▶ **Consigne**
Recopiez sans rien changer le passage du texte ci-dessous sur la rencontre avec Renée qui commence par les mots contenant « J’habite sur la » et se termine par « un dix-huitième café. ».

Le magazine
du Centre
du Théâtre
d’Aujourd’hui

photos Alexia Bürger

Pour ce volume 10 du 3900 nous avons décidé de confier la rubrique À découvert à Alexia Bürger, artiste associée au CTD’A et conseillère à la direction artistique. Bien qu’emballée par la proposition, notre fidèle associée ne trouvait pas d’idée qui la satisfasse. Jusqu’à ce qu’elle fasse, par hasard, la connaissance de Renée.

Chère Renée,

Voici les photos de Rome que tu m’as demandées. 

Comme je te l’ai dit l’autre fois, il est possible que notre échange soit publié dans la revue du Centre du Théâtre d’Aujourd’hui. Si c’est le cas, on me demandera probablement d’écrire une courte introduction pour mettre les lecteurs en contexte. J’imagine cette introduction sous la forme d’une lettre qui te serait adressée. Ce serait un peu comme un mensonge, même si tout est vrai, puisqu’en l’écrivant je penserais toujours à ceux qui nous liraient. Ça irait comme ceci : 

Chère Renée,

Je t’ai rencontrée par hasard il y a trois semaines.

J’écris par hasard et pourtant il n’y a rien d’étonnant à notre rencontre : nous passons nos jours entiers à moins d’un kilomètre l’une de l’autre. 

J’habite sur la rue Esplanade, c’est là que je passe le plus clair de mes journées assise dans ma cuisine devant l’ordinateur. Quand j’en ai plein mon casque de fixer mon écran comme un poisson agonisant, je sors pour me chercher un dix-huitième café et c’est là, en général, que je te croise. Toi qui passes le plus clair de tes journées (assise) devant le Tim Horton rue Mont-Royal à faire la quête aux passants, à pêcher les poissons qui, comme moi, sortent pour se chercher un dix-huitième café.

Récemment j’ai compté presqu’autant de travailleurs autonomes caféinomanes à court d’inspiration que de quêteux sur le Plateau Mont-Royal. Il aurait donc été normal que nous nous croisions souvent sans pourtant jamais vraiment nous voir. J’affirme donc queje t’ai rencontrée par hasard, il y a trois semaines.

Ce jour-là, tu étais assise, comme d’habitude, avec deux autres gars qui quêtaient à tes côtés.

Devant toi deux objets :
 — un bol (dans lequel tu recueillais ta quête)
 — un grand carton brun sur lequel il était inscrit, au marqueur noir : 

If you believe in change
Leave some here.

Je suis légèrement dyslexique (je passe ma vie à lire Hi-Hitler sur les marqueurs fluo de marque Hi-Liter et ça me trouble beaucoup). Je suis aussi, bien malgré moi (et malgré mes géniteurs qui ont tenté de leur mieux de m’affranchir), judéo-chrétienne de formation.

▶ **Données**
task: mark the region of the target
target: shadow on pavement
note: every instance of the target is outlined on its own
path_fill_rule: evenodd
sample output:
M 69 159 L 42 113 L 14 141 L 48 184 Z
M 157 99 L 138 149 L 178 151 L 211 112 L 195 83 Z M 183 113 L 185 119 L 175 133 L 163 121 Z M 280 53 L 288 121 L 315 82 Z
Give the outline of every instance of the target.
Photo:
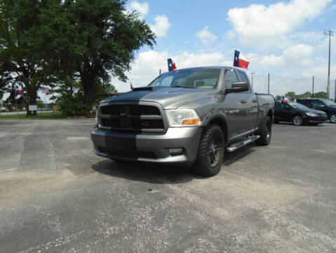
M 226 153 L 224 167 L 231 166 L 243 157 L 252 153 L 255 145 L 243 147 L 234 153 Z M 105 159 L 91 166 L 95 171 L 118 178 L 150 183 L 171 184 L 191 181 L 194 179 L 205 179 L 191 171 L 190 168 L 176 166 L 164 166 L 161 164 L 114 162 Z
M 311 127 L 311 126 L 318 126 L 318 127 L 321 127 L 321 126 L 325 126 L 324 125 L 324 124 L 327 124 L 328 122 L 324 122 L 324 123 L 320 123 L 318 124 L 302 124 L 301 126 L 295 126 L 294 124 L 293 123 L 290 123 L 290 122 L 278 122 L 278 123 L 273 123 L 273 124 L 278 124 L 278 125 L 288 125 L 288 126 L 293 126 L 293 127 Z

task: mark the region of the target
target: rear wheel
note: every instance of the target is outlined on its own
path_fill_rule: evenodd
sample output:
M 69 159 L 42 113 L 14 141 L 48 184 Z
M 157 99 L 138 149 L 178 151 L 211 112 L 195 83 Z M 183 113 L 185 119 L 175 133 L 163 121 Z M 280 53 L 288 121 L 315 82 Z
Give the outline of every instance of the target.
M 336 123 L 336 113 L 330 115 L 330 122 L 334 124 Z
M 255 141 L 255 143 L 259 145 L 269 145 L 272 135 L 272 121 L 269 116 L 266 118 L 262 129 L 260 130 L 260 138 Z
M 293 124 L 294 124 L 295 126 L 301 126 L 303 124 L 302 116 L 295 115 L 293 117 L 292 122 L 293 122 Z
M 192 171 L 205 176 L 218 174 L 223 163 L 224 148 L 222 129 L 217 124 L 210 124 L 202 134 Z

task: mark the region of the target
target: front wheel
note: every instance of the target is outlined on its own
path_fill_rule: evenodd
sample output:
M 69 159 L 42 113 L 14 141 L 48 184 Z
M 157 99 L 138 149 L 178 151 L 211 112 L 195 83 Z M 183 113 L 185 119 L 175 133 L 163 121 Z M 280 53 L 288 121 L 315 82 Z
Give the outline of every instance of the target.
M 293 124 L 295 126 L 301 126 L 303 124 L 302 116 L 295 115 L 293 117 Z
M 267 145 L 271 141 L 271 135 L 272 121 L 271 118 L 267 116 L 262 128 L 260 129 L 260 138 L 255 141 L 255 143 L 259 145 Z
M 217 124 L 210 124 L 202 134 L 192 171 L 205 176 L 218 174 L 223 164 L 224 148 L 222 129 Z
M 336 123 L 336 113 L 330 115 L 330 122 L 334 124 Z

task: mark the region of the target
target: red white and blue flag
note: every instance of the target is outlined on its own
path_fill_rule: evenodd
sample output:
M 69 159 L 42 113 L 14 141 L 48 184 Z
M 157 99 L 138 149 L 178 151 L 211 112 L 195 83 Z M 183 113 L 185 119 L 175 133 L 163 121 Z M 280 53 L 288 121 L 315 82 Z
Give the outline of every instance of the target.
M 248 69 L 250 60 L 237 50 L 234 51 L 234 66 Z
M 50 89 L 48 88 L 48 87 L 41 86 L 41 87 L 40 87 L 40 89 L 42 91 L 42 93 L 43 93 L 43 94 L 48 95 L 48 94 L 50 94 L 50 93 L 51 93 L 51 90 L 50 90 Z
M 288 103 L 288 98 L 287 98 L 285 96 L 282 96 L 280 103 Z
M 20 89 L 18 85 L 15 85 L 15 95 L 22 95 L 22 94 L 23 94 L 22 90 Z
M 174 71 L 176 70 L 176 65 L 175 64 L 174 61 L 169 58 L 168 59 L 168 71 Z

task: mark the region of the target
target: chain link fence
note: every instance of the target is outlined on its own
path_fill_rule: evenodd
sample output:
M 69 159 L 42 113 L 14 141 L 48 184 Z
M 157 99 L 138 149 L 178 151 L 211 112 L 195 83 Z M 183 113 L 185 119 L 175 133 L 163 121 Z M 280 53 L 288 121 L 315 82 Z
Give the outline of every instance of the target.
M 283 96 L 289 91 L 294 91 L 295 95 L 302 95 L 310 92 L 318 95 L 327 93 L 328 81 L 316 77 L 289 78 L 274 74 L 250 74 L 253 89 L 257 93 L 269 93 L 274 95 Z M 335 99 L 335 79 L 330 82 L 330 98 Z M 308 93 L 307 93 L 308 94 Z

▶ **Réponse**
J’habite sur la rue Esplanade, c’est là que je passe le plus clair de mes journées assise dans ma cuisine devant l’ordinateur. Quand j’en ai plein mon casque de fixer mon écran comme un poisson agonisant, je sors pour me chercher un dix-huitième café et c’est là, en général, que je te croise. Toi qui passes le plus clair de tes journées (assise) devant le Tim Horton rue Mont-Royal à faire la quête aux passants, à pêcher les poissons qui, comme moi, sortent pour se chercher un dix-huitième café.